▸ Task list:
1. In the passage on median absolute deviation, what does the calculation take instead of squaring the differences?
2. In the passage on median absolute deviation, write out the part starting with "The advantage of" and going on through "by insane values.", substituting "extreme values" for "insane values".

▸ Document text:
Median absolute deviation is one way to reduce the influence of
outliers. It calculates the differences from the median daily return, not the
mean. And rather than squaring the differences, and thus amplifying them, the
calculation simply takes their absolute value (i.e. it gets rid of all
negative amounts). It then locates the median of these absolute differences.
The advantage of using the median difference is that—unlike standard
deviation, which locates the average difference—the median can't be
influenced by insane values.
Below I've recreated Manuel's chart of bitcoin's 365-day standard deviation
of daily returns and overlaid it with bitcoin's 365-day median absolute
deviation of daily returns. The contrast is quite striking.

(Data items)
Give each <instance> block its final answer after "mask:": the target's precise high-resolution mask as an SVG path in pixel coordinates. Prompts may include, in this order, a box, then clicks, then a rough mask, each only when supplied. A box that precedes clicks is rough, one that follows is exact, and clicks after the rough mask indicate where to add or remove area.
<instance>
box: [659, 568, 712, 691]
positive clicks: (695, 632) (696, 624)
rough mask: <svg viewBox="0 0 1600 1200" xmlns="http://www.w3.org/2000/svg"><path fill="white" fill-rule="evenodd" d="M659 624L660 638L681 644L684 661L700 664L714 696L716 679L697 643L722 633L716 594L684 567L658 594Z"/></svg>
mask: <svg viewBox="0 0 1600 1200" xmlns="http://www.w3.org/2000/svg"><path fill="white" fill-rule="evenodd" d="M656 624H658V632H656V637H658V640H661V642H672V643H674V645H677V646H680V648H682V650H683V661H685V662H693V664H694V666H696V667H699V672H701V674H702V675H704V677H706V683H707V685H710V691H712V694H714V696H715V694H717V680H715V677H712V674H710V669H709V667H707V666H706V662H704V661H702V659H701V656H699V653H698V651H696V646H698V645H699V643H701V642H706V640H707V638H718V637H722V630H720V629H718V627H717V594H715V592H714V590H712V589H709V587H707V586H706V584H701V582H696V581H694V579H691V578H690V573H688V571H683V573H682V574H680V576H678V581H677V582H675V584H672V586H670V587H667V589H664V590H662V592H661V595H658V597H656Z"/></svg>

▸ Solved tasks:
1. It takes the absolute value of the differences.

2.
The advantage of using the median difference is that—unlike standard
deviation, which locates the average difference—the median can't be
influenced by extreme values.